Text extract

-- Start --

# Dragon Report



## captmikestarrett (Apr 28, 2004)

This labor day I hosted 14 anglers at my place in Gloucester VA. I believe this is my 9th year of hosting this event. As always the guys where great and the fishing was not to bad. The combination of full moon and mid day tides made for some low numbers in the catch rate. And it also closed the croaker fishing from the dock so we caught crabs.. The crabs where very good. 

Day 1 fishing was with a plan in place. The plan was to hit the mouth of the creek and fish it for a bit and ride the incoming tide all the way up. Way up past a huge tree that blocked the entire creek. Well I wanted to go further up so I jumped the short bank on one side and went up another mile or two. 

Lots of pics.. Oh and the buzzards followed us around all day..









































































Day 2 was on the bay and the bite was off again. We did hook up on a huge fish on a blues head.. shark.. cut the line after two really long runs. 

Day 3 was fly only for trout and reds. Got several LGMouth and a huge red mudded up and pushed my fly. Dang









I enjoyed the entire five day weekend.. and why can't each week have five weekend days... 

Capt Mike


----------



## RuddeDogg (Mar 20, 2004)

Great fish. Congrats.


----------



## New Kent Newbie (Apr 25, 2006)

I didn't know reds came that far up that river unless you were at a different spot than the pictures. I dont want to put the river out there


----------

-- End --

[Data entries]
-- Start --

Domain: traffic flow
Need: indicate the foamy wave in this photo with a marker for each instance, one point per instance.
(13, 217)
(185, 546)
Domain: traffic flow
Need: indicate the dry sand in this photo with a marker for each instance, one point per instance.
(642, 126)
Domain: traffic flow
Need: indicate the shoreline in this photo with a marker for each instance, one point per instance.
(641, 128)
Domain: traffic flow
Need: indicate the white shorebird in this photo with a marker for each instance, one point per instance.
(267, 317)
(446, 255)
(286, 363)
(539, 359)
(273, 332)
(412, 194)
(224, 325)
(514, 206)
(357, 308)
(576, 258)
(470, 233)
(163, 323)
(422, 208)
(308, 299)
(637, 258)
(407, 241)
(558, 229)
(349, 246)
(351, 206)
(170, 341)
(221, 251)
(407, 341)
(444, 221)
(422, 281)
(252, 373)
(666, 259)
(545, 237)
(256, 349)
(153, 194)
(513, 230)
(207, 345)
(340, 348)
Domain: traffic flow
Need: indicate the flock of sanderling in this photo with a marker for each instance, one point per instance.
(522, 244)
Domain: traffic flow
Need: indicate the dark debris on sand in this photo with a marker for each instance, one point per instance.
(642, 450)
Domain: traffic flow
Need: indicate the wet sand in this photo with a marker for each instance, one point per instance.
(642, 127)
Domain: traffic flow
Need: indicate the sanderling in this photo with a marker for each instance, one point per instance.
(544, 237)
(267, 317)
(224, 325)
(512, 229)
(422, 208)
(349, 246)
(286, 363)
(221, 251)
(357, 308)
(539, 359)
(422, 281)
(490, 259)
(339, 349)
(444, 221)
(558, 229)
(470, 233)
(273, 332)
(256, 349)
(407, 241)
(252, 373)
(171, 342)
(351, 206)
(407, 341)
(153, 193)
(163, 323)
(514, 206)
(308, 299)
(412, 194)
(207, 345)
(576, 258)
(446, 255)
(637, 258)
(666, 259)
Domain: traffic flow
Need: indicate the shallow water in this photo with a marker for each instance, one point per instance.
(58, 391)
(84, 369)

-- End --

Exercise tasks
1. In the fishing thread, how many anglers did Capt Mike host at his place in Gloucester VA over Labor Day?
2. Write out everything in the fishing thread from "# Dragon Report" down to "mile or two.".
These data entries are separate material and are not part of the fishing thread.

Answers per task
1. 14 anglers.

2.
# Dragon Report



## captmikestarrett (Apr 28, 2004)

This labor day I hosted 14 anglers at my place in Gloucester VA. I believe this is my 9th year of hosting this event. As always the guys where great and the fishing was not to bad. The combination of full moon and mid day tides made for some low numbers in the catch rate. And it also closed the croaker fishing from the dock so we caught crabs.. The crabs where very good. 

Day 1 fishing was with a plan in place. The plan was to hit the mouth of the creek and fish it for a bit and ride the incoming tide all the way up. Way up past a huge tree that blocked the entire creek. Well I wanted to go further up so I jumped the short bank on one side and went up another mile or two.